==== EXTRAIT ====
C’est clair, net, précis : la couleur du ciel n’est plus la même, et la couleur de l’eau, dans l’estuaire de la rivière Ara que je traverse tous les jours en franchissant le grand pont qui sépare l’arrondissement d’Edogawa de l’arrondissement de Kôtô, est plus profonde, plus grise, un gris épais, aux reflets bruns. C’est étonnant comment la mer peut changer de couleur au gré des saisons. Je dis bien « des saisons » et non « du temps » car il y a une logique à ce qu’un ciel gris, une tempête ou une journée ensoleillée ne produiront pas la même lumière et donc que la couleur changera. Mais, je ne sais pas si c’est la même chose en France, la couleur de la mer, la couleur du fleuve dans l’estuaire est très différente en été et en hiver. La texture de l’eau a elle même l’air différente.
Cela vient de se produire, là, ces quinze derniers jours.
Le basculement se produit en mars, puis en octobre, il est rapide, et il coïncide avec le changement de la couleur du ciel bleu. À Tôkyô, le ciel bleu de l’été est en effet très différent du ciel bleu de l’hiver. Le ciel bleu de l’hiver est beaucoup plus clair, lumineux. C’est une lumière crue, blanche, très forte. Et elle aussi vient de revenir, je dirais, cette semaine. Peut être mardi ou mercredi, en tout cas, c’est en milieu de semaine que je l’ai remarqué.
Depuis deux semaines, déjà, j’ai recommencé à hydrater ma peau car j’ai bien senti un changement de ce côté la aussi.
Et donc ce matin, je regardais la baie, et c’était très net. L’eau à maintenant une couleur, une épaisseur dirais-je, de plomb. Adieu turquoise grisé du printemps. Décidément, j’espère ne pas un jour me retrouvé coincé dans une rame de métro sur ce grand pont quand survient un séisme comme cela m’est arrivé après le 11 mars. Quelle peur j’avais eu. Pas de mourir, non, juste que le wagon tombe et que je me retrouve dans cette eau glacée. Parce que sa couleur, son épaisseur, tout fait penser que l’immersion serait glacée.
Encore deux jours et ce sera novembre. Cette année, mon horloge interne est déréglée. Je sais que c’est novembre, je sais que l’hiver approche mais il y a quelque chose d’abstrait. L’année a passé très vite. Ce sentiment s’est estompé par rapport à l’été bien sûr, mais il en reste un petit quelque chose qui me dit, au fond de moi, déjà?
Novembre est en général un mois long, non pas que le temps y passe moins vite, mais plutôt parce que c’est le mois où on rentre dans l’hivers, aux alentours du 3.
Notre logique mathématique nous a appris à regarder l’hiver comme une marque du solstice, ce moment où le jour est le plus court, mais en fait, c’est une vision fausse. La coupure chinoise traditionnelle que les japonais avaient repris il y a plus de mille ans est bien plus juste : le solstice est la moitié de l’hiver, son apogée, si vous préférez.
==== DONNÉES FOURNIES ====
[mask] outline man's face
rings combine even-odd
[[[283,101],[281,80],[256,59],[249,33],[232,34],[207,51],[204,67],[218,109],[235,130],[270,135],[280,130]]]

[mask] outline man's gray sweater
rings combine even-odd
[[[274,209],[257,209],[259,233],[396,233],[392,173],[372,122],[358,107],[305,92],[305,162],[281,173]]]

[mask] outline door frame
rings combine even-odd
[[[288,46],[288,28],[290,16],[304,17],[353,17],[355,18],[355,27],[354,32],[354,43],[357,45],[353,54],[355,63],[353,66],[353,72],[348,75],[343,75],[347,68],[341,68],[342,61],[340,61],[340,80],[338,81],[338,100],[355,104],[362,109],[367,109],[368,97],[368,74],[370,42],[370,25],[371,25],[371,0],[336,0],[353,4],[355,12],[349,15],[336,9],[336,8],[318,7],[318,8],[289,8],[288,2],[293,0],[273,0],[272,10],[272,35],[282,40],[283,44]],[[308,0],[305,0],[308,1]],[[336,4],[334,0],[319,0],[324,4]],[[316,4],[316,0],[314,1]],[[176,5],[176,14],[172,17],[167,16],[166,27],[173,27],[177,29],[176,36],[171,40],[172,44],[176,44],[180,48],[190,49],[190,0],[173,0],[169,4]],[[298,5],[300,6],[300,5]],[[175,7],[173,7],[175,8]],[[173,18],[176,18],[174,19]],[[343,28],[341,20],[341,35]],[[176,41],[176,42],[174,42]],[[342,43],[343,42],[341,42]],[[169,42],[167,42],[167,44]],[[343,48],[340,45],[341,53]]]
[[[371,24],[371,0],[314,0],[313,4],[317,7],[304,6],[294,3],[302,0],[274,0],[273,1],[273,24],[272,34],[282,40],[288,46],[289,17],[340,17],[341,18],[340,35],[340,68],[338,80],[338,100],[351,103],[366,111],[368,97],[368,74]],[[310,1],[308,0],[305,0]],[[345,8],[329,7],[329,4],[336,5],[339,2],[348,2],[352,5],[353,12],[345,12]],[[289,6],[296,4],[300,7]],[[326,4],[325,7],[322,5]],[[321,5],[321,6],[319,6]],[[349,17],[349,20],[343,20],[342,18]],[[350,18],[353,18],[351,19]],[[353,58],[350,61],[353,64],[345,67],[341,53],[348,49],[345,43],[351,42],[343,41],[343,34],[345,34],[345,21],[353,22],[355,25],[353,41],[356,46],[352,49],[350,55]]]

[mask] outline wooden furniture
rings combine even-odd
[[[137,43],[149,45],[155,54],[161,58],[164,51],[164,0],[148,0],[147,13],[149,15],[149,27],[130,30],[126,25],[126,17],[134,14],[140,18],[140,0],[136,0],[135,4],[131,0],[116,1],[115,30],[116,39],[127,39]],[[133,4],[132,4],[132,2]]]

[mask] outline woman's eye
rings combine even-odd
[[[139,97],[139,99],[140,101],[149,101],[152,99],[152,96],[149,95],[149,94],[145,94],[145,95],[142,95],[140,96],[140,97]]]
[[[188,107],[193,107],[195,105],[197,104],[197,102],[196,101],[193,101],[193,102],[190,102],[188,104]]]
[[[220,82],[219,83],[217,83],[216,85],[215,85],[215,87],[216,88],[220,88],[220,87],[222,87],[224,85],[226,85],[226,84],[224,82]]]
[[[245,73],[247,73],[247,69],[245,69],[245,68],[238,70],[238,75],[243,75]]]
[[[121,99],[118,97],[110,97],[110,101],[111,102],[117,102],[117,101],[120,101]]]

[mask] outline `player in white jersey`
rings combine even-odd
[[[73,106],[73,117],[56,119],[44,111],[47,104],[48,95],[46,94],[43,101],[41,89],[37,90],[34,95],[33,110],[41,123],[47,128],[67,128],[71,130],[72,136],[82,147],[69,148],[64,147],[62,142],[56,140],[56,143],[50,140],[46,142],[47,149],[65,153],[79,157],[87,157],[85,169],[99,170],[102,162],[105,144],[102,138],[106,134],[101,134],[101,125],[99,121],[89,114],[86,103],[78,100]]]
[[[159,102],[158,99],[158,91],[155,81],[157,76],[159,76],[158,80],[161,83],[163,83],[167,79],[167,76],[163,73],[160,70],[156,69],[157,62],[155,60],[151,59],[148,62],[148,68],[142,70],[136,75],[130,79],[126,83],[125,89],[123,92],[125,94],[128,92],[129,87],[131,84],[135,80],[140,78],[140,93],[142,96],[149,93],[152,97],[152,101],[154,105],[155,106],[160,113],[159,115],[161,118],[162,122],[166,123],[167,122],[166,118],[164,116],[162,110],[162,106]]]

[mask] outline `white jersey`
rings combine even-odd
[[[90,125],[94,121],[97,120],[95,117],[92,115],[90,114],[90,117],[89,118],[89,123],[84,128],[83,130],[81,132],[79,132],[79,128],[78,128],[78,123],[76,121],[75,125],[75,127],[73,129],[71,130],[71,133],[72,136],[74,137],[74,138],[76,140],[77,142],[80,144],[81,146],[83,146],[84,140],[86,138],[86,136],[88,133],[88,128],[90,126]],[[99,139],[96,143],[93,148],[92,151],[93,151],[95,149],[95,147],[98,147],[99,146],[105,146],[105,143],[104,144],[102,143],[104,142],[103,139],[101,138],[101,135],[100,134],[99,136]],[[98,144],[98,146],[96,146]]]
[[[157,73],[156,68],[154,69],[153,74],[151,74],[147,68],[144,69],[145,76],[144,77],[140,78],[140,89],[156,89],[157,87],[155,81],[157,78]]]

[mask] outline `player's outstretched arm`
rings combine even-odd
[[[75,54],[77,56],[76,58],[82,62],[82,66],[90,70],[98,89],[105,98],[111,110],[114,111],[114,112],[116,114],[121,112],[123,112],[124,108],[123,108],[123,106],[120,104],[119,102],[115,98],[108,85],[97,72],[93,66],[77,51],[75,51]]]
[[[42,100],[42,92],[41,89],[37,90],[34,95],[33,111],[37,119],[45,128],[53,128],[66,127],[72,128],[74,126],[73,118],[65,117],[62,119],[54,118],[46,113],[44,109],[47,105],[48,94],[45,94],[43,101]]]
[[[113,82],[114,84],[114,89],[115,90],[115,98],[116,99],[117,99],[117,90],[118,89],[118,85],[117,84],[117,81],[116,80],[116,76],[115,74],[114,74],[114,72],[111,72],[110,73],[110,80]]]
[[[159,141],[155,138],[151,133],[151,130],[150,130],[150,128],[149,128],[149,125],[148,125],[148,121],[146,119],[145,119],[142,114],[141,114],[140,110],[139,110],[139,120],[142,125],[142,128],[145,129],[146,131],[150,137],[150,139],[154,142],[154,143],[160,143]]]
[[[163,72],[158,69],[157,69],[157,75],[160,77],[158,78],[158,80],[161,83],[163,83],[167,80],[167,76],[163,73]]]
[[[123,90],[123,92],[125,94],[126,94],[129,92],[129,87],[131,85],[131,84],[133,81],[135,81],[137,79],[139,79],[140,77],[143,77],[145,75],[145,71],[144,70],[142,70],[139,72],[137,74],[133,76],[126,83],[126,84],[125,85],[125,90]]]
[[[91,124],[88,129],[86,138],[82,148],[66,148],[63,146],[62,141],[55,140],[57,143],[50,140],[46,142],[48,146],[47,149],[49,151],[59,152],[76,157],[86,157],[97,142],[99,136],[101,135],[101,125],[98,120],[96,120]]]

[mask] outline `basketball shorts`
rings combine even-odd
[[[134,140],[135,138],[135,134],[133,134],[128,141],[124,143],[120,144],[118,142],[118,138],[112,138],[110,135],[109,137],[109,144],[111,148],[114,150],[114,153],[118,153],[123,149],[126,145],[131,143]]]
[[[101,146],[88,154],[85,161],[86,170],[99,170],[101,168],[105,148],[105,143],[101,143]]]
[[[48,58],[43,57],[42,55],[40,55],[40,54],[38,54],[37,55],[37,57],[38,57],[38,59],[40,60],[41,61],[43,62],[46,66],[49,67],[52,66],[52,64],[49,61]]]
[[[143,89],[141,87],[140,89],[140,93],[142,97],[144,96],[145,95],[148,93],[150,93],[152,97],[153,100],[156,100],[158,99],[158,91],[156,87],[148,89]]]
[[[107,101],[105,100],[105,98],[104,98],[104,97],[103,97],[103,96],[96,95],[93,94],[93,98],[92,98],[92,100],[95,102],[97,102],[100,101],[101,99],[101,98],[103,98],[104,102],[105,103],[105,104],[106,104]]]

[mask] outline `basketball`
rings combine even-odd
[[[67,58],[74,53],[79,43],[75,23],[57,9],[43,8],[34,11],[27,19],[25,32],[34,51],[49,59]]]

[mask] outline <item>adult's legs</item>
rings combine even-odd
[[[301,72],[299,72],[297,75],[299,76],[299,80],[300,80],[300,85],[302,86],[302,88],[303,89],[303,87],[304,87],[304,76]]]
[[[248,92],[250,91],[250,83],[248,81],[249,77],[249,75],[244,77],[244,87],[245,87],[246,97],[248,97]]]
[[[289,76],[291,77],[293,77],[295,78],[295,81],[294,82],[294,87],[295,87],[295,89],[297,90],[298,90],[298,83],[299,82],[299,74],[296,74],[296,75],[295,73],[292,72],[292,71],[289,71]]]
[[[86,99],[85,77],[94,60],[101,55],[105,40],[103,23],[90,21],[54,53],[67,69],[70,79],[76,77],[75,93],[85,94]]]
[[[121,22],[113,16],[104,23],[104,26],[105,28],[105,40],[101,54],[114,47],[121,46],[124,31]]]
====
OBJECTIF DE L'EXERCICE
Poursuivez le texte sur le changement des saisons à Tôkyô en écrivant la suite qui vient juste après sa dernière phrase.

RÉSULTAT ATTENDU
De début novembre à fin décembre, la nature rentre lentement dans son grand endormissement. Les feuilles se mettent à tomber d’un coup. Une grosse averse, un coup de vent et voilà l’arbre qui en portait tant dénudé, un tapis brun à ses pieds, son année terminée.
Le pin, lui, rayonne au milieu de la désolation et les camélias commencent à bourgeonner : leur tour est arrivé. Le froid s’installe, à Tôkyô, cette lumière blanche du ciel bleu, l’air est plus sec, on a les côtés et les jambes qui démangent, vite de la crème! Et les jours, tous les jours, se font plus courts.
Tôkyô est très belle en hiver, et j’aime m’y promener car tout s’y ralentit insensiblement. Quand arrive les solstice, c’est Noël, et alors le Japon commence à s’endormir. Il se réveille ensuite au début du mois de janvier. C’est la deuxième moitié de l’hiver. Tous les jours désormais, les jours se font plus long. Le ciel est lumineux, les pins rayonnent et les camélias fleurissent partout, c’est très beau.
On regarde les arbres : l’hiver est la saison de l’espoir, mais l’espoir est un horizon lointain qui se fait attendre, et ainsi le froid domine alors que les arbres sont comme définitivement morts. On voit le Mont Fuji de loin et de partout.
Et puis, début février, alors que commencent à revenir quelques nuages et quelques pluies, on aperçoit les premiers bourgeons dans les pruniers et les pêchers. Les camélias sont eux, alors, dans leur triomphe. Et l’hiver, le vrai, celui de la nature, pas celui des astrophysiciens, est terminé. La saison qui s’ouvre est la première moitié du printemps, avec les fleurs de pruniers, les fleurs de pêchers, et puis cette fleur dont j’ignore le nom en français, mitsumata, et puis les premiers cerisiers, et des bourgeons partout.
Les premières pluies parfois, un peu de neige de temps en temps puisque l’air se fait plus humide. Il continue à faire froid, mais le ciel se fait plus souvent gris.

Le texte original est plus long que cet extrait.